- **Given entries**
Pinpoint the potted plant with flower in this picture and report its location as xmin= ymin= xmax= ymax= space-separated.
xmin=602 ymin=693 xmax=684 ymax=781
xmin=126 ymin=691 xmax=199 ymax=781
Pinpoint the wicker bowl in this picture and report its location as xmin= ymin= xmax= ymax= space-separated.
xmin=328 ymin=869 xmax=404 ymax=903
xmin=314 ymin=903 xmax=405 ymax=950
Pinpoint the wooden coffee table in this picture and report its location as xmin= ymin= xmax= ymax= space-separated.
--
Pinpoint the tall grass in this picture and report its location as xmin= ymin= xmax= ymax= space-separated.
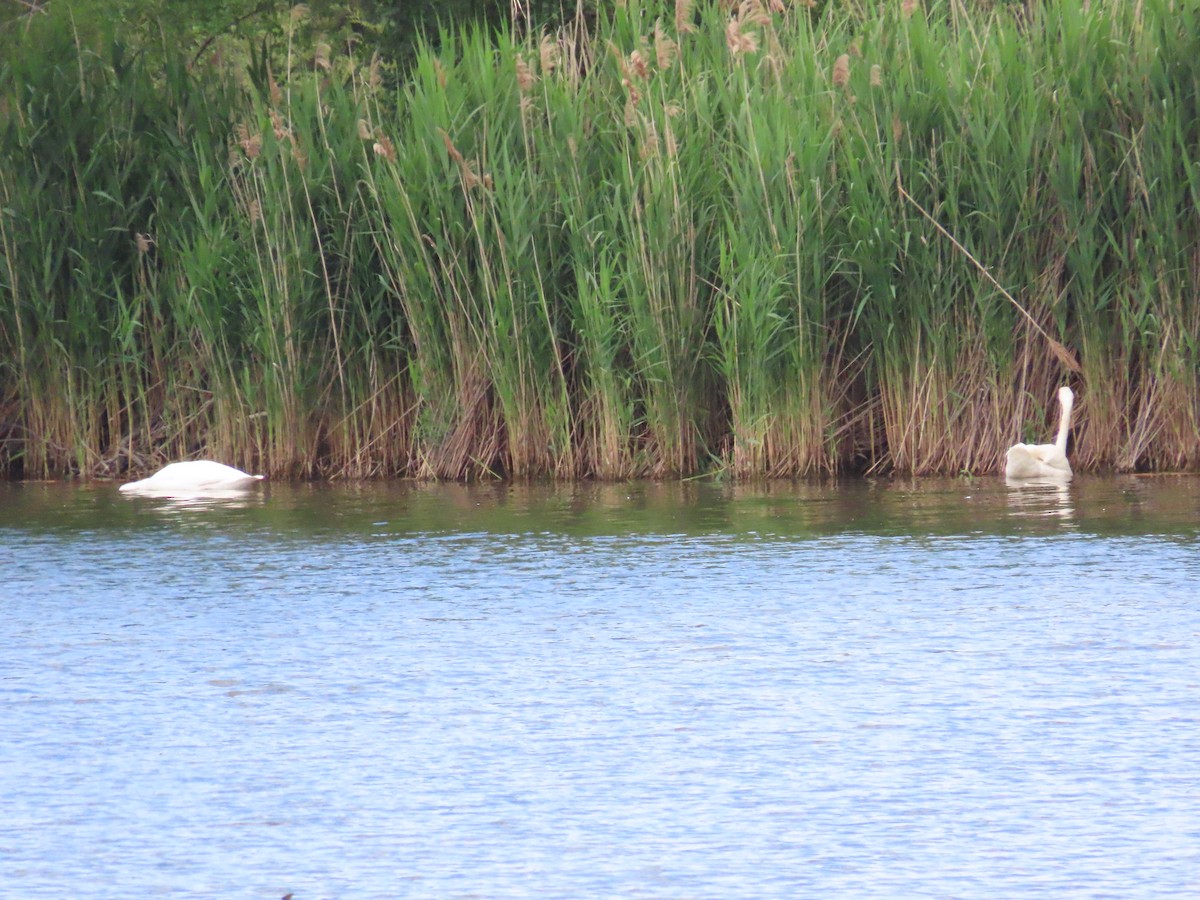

- **Work required**
Rescale the items, beginning at the line that has "Pinpoint the potted" and stopping after the line that has "xmin=126 ymin=691 xmax=199 ymax=781". Reproduce every line in that range, requests included, and multiply each bounding-box coordinate in the answers by 1.5, rounding to whole numbers with halves rounded up.

- **The response**
Pinpoint the potted plant with flower in this picture and report its location as xmin= ymin= xmax= ymax= space-separated.
xmin=903 ymin=1040 xmax=1026 ymax=1172
xmin=189 ymin=1037 xmax=299 ymax=1172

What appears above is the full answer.